_RECORDED DATA_:
'''

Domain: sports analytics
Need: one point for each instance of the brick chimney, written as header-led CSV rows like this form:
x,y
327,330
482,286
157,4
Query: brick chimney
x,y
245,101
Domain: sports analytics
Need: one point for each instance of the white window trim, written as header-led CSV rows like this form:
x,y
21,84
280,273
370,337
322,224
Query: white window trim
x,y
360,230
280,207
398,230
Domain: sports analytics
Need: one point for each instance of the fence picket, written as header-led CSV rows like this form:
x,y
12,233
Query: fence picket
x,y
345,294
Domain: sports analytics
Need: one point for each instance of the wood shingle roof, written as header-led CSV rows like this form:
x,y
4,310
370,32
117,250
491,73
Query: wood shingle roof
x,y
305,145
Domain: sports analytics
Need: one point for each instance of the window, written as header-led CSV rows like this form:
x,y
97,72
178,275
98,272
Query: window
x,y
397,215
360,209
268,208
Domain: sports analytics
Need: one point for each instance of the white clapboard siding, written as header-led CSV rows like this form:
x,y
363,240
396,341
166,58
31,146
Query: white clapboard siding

'''

_TASK BRIEF_: Which lines of the entries above contain the string "this"? Return every such line, matching case exactly.

_TASK ANSWER_:
Need: one point for each instance of the brick chimney, written as header-led CSV rows like this form:
Need: one point for each instance of the white window trim, written as header-led CSV rows like this form:
Need: one point for each instance of the fence picket, written as header-led CSV rows like this form:
Need: one point for each instance of the wood shingle roof, written as header-led CSV rows like this form:
Need: one point for each instance of the window, written as header-led CSV rows like this form:
Need: one point for each instance of the white clapboard siding, written as header-led CSV rows like this form:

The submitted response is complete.